### [EXERCISE AIM]
Count the lines in the records below that contain the string "castle", treating uppercase and lowercase as different, and reply with only the number.

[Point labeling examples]
- - -

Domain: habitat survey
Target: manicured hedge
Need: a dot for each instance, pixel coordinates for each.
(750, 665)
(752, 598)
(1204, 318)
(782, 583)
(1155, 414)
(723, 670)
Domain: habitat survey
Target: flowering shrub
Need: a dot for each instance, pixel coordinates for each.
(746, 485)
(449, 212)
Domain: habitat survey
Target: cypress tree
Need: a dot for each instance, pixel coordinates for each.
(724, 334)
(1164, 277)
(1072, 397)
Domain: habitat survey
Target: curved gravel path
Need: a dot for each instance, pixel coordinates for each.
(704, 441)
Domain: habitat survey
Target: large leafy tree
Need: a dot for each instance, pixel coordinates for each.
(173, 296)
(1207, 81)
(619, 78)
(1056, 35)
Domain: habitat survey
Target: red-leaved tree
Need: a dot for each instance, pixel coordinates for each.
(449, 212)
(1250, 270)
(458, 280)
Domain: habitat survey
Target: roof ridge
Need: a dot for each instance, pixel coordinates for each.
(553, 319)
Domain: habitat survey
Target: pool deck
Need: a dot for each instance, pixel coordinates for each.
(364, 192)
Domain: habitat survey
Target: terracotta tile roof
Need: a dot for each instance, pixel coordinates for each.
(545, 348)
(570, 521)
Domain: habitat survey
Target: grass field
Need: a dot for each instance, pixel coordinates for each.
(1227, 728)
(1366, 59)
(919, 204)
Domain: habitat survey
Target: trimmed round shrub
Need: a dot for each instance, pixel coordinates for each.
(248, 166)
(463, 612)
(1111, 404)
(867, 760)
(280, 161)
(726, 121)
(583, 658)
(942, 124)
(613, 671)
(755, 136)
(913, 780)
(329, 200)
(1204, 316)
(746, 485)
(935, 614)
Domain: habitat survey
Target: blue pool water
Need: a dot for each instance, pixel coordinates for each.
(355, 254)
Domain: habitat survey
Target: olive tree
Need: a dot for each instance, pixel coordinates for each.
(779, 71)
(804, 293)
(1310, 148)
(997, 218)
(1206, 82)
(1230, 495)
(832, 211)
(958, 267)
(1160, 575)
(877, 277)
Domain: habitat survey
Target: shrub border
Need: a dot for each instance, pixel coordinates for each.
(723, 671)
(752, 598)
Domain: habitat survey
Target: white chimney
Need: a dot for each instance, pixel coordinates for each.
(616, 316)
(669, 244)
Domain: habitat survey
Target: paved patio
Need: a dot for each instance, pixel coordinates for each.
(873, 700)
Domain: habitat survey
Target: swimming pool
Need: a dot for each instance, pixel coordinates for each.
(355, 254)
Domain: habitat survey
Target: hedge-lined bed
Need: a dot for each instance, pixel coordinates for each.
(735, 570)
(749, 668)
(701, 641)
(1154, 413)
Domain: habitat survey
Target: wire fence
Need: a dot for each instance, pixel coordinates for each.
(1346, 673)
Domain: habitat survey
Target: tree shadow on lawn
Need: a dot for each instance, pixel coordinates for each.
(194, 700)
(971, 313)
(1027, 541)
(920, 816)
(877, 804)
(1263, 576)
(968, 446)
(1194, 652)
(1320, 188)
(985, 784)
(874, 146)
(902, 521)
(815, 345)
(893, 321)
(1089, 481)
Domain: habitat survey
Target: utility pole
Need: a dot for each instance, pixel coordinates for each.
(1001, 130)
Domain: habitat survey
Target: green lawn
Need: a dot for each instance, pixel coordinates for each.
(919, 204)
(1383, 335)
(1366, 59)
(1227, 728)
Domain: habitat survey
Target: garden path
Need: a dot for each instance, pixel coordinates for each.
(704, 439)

- - -

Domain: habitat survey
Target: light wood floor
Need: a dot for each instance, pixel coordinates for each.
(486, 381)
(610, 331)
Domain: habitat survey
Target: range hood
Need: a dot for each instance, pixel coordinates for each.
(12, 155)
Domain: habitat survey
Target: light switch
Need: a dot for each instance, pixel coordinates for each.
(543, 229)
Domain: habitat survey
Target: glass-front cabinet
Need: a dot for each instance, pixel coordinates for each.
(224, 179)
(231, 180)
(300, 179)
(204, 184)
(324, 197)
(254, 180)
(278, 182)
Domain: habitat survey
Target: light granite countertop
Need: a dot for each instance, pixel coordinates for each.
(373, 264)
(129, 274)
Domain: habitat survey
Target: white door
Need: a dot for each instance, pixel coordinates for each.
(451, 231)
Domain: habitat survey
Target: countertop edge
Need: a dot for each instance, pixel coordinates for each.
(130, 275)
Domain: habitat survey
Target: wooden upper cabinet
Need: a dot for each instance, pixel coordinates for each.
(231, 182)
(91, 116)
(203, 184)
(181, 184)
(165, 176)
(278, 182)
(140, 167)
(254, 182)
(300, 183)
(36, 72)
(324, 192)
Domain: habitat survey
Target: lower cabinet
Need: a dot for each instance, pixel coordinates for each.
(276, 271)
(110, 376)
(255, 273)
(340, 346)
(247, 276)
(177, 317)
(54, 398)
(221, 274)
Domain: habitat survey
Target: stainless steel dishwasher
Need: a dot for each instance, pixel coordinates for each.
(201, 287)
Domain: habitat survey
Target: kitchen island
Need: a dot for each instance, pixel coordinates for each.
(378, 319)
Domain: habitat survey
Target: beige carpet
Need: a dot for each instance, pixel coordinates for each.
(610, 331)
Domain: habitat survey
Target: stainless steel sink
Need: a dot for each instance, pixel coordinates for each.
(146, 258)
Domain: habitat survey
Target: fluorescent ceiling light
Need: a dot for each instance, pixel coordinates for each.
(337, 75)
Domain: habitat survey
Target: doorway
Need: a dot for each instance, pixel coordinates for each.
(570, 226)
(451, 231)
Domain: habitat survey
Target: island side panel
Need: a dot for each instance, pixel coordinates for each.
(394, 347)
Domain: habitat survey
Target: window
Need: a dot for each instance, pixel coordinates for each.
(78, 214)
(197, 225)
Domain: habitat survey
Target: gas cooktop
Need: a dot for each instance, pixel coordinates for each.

- - -

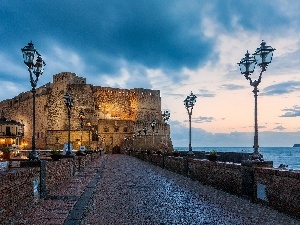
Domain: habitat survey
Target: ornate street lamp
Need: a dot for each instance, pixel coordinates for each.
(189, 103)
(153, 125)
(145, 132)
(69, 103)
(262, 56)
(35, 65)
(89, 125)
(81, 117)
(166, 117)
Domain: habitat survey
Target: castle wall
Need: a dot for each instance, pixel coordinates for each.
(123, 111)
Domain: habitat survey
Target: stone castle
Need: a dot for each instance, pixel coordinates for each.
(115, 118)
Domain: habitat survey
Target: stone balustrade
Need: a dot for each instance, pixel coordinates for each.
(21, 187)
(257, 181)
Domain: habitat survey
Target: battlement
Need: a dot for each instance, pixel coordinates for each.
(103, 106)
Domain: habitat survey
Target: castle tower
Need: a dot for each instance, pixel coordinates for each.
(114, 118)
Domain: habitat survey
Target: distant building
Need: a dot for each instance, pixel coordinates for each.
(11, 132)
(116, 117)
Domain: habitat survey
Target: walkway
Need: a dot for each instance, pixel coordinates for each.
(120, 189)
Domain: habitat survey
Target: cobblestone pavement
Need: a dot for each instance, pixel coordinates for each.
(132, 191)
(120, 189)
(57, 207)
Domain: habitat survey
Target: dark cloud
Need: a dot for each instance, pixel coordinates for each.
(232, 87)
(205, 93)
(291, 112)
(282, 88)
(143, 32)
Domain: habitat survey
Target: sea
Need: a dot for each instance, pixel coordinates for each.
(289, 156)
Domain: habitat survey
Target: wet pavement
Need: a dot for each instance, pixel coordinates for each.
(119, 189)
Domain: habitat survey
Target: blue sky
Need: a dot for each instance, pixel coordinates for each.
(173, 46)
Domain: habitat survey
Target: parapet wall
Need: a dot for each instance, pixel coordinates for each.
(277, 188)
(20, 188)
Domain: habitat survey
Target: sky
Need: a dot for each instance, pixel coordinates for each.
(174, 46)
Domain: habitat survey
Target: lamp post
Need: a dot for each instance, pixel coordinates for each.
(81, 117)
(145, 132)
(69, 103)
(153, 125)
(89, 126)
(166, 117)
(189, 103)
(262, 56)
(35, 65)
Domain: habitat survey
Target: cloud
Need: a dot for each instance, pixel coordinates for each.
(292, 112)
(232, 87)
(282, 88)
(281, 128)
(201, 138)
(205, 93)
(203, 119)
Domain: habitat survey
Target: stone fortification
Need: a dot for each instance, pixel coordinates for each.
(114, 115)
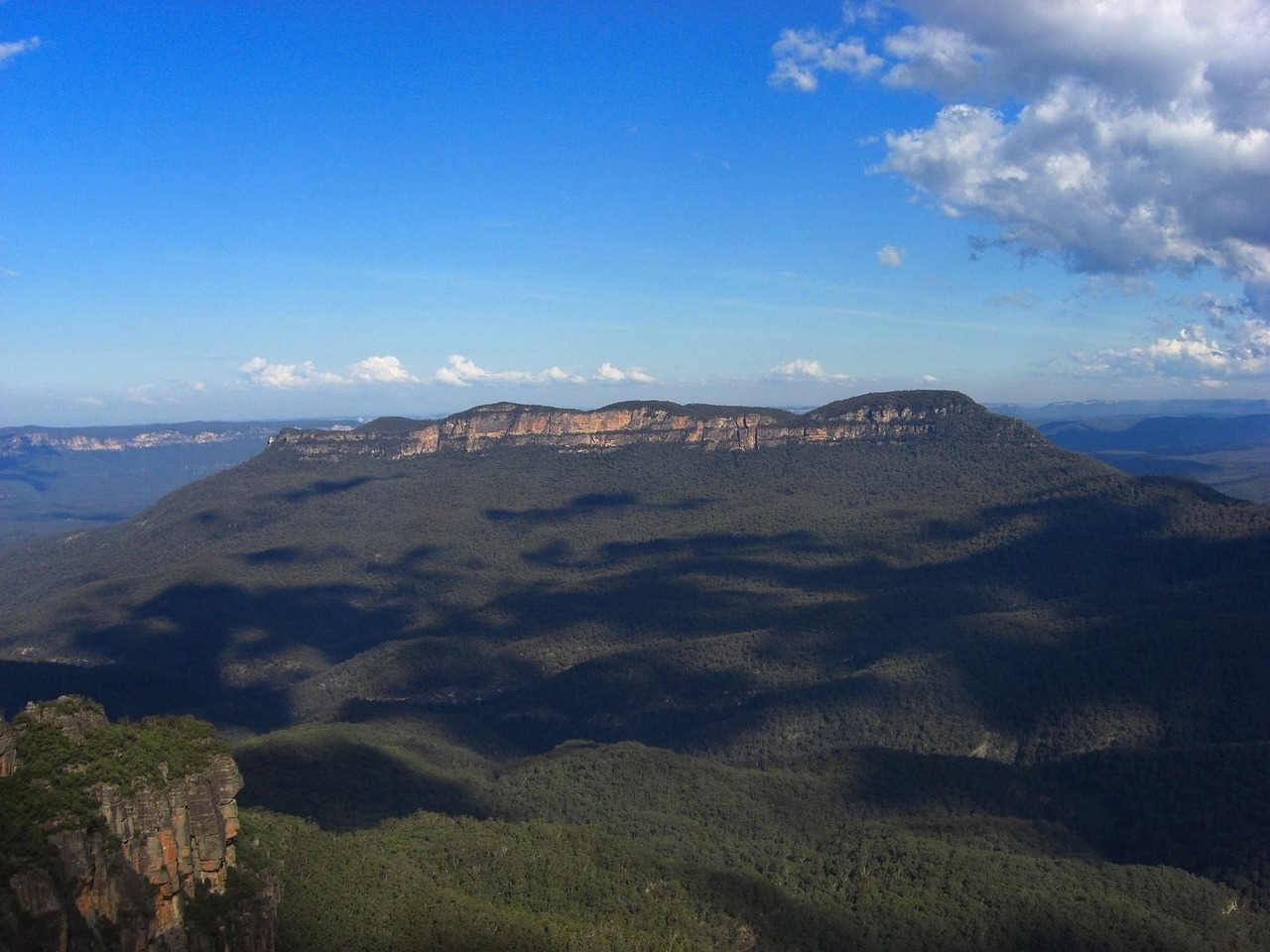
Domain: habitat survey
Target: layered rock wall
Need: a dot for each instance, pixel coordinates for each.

- - -

### [SOLUTION FOR THIS EXERCISE]
3